AVAILABLE RECORDS |
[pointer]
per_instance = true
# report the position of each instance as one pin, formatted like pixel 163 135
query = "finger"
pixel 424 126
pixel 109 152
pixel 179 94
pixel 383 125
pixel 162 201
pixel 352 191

SET EXERCISE | Render the entries above as a numbered list, omitting any blank lines.

WRITTEN ANSWER |
1. [pointer]
2. per_instance = true
3. # report the position of each instance as one pin, formatted like pixel 163 135
4. query = "finger"
5. pixel 424 126
6. pixel 109 152
7. pixel 179 94
8. pixel 383 125
9. pixel 162 201
10. pixel 352 191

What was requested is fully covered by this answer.